■ PROBLEM DETAILS
Reproduce word for word the lines of the items from the one containing "Each instance of the man's" through the end of the items.

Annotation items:
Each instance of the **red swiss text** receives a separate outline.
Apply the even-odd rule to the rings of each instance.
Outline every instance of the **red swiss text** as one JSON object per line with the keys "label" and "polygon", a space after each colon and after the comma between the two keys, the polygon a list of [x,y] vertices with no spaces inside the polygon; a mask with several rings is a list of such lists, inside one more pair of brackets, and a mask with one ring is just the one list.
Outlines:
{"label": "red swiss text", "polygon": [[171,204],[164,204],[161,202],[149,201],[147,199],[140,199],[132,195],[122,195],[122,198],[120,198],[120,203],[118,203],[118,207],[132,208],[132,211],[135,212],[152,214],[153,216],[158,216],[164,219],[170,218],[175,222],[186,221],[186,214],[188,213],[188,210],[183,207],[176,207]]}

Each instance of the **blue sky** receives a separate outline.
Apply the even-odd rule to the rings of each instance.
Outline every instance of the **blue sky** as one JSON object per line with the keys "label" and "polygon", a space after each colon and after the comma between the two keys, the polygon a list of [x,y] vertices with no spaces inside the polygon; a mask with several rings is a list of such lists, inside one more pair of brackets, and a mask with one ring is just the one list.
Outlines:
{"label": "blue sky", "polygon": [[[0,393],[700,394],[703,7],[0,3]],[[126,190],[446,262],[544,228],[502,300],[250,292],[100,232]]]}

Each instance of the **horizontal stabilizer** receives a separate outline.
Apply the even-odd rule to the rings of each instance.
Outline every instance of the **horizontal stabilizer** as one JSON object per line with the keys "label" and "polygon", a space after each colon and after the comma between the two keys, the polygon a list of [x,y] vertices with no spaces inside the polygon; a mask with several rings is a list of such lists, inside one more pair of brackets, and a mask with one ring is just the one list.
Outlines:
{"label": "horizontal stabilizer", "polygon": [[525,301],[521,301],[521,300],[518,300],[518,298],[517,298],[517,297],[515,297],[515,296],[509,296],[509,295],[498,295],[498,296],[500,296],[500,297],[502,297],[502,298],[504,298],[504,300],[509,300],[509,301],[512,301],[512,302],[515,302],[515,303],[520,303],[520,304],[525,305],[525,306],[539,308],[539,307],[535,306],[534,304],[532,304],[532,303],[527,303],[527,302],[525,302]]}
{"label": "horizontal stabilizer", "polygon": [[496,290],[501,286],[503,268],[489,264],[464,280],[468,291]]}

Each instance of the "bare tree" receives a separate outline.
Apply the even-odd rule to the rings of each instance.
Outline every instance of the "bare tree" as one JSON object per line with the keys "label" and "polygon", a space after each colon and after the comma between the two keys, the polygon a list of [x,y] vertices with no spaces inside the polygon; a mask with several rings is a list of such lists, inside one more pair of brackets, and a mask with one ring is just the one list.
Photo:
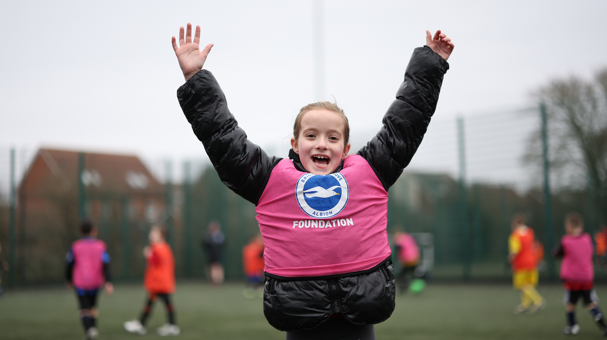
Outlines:
{"label": "bare tree", "polygon": [[[586,184],[607,222],[607,68],[586,81],[557,79],[535,93],[546,104],[551,168],[571,184]],[[527,161],[541,159],[540,132],[531,139]]]}

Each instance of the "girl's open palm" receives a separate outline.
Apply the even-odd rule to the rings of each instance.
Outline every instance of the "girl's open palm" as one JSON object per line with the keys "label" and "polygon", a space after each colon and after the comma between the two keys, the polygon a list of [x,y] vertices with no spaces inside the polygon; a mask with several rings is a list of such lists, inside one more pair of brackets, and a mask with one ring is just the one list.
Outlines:
{"label": "girl's open palm", "polygon": [[177,47],[177,42],[174,36],[172,37],[171,42],[173,44],[175,55],[177,56],[177,61],[179,61],[179,67],[181,68],[183,76],[187,81],[192,76],[202,70],[205,61],[206,60],[206,56],[209,55],[213,44],[209,44],[204,50],[200,51],[198,46],[198,43],[200,42],[200,26],[196,26],[196,32],[194,33],[192,41],[192,24],[189,22],[188,23],[188,28],[186,30],[185,39],[183,37],[183,27],[179,28],[179,47]]}
{"label": "girl's open palm", "polygon": [[432,38],[432,34],[430,31],[426,31],[426,44],[445,60],[449,59],[453,48],[455,47],[455,45],[451,42],[451,38],[447,37],[445,33],[441,33],[441,30],[434,33],[434,38]]}

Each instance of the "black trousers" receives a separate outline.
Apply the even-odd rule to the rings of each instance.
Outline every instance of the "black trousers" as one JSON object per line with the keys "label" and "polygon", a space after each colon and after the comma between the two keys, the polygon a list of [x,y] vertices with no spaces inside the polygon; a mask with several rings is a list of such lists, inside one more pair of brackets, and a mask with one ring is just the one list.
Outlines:
{"label": "black trousers", "polygon": [[310,330],[287,332],[287,340],[375,340],[373,325],[355,325],[343,316],[331,318]]}

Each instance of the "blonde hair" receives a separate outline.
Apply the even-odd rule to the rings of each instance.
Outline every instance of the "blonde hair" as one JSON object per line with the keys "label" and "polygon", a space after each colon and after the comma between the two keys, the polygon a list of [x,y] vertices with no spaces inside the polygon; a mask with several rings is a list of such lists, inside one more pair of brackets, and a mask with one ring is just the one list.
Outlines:
{"label": "blonde hair", "polygon": [[344,110],[337,106],[337,102],[333,103],[325,101],[308,104],[301,108],[297,116],[295,118],[295,124],[293,124],[293,138],[295,138],[295,140],[297,141],[297,138],[299,138],[299,128],[301,125],[302,117],[304,116],[304,113],[311,110],[327,110],[334,112],[336,115],[344,118],[344,122],[345,123],[345,128],[344,132],[344,139],[345,141],[344,142],[344,146],[345,147],[350,141],[350,123],[348,122],[348,118],[344,113]]}
{"label": "blonde hair", "polygon": [[584,218],[582,217],[580,213],[571,212],[565,216],[565,223],[573,228],[583,228]]}

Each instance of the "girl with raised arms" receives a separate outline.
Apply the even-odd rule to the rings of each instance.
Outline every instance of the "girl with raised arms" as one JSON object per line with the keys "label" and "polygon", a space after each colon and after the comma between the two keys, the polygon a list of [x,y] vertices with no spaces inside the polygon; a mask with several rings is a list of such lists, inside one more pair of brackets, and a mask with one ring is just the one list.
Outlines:
{"label": "girl with raised arms", "polygon": [[265,250],[263,313],[287,339],[375,339],[395,307],[386,233],[388,188],[421,142],[434,113],[451,39],[426,31],[396,99],[373,139],[350,155],[350,127],[336,104],[301,108],[289,158],[268,156],[246,138],[212,74],[213,45],[200,27],[179,31],[173,48],[186,82],[177,98],[222,181],[256,205]]}

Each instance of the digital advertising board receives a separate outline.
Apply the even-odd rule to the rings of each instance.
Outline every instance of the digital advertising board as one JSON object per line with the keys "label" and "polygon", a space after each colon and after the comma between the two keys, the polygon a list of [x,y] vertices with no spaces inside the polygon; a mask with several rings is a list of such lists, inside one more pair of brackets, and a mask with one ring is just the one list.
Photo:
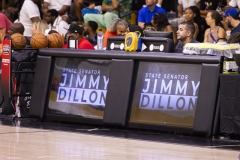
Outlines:
{"label": "digital advertising board", "polygon": [[139,62],[130,122],[193,127],[200,64]]}

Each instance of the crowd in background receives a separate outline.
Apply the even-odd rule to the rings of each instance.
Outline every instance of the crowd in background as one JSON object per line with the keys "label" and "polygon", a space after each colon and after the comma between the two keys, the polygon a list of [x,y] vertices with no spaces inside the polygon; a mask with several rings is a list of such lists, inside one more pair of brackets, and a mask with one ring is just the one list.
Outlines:
{"label": "crowd in background", "polygon": [[[139,2],[138,2],[139,1]],[[176,48],[186,43],[239,43],[240,0],[178,0],[176,17],[164,8],[166,0],[2,0],[0,12],[0,43],[6,35],[23,34],[28,42],[32,35],[61,34],[67,48],[69,36],[75,36],[79,49],[94,49],[97,29],[105,28],[104,47],[112,36],[131,31],[173,32]],[[137,23],[131,24],[133,5]]]}

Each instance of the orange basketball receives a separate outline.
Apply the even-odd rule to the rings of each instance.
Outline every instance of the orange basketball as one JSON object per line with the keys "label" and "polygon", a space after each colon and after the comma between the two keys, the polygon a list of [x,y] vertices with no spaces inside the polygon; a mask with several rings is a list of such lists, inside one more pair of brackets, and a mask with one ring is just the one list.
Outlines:
{"label": "orange basketball", "polygon": [[27,45],[26,37],[20,33],[14,33],[11,35],[12,48],[25,48]]}
{"label": "orange basketball", "polygon": [[64,44],[64,38],[59,33],[51,33],[48,36],[49,48],[62,48]]}
{"label": "orange basketball", "polygon": [[46,48],[48,47],[47,37],[44,34],[35,33],[30,40],[30,45],[32,48]]}

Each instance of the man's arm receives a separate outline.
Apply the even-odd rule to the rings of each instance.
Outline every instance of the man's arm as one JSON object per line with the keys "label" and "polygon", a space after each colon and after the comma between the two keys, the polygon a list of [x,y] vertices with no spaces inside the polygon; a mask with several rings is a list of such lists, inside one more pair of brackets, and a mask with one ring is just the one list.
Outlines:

■ RESULT
Each instance of the man's arm receives a separate outline.
Apply the even-odd rule to the rings of each instance.
Outline every instance of the man's arm as one JSON object per line with the keys "label" and "polygon", a space after each colon and after the comma between the two keys, the polygon a list of [x,y] vertices with no spaces inside the polygon; a mask with several rings is a list of such lists, inside one more pair of brackets, and a mask with one ring is just the one list.
Outlines:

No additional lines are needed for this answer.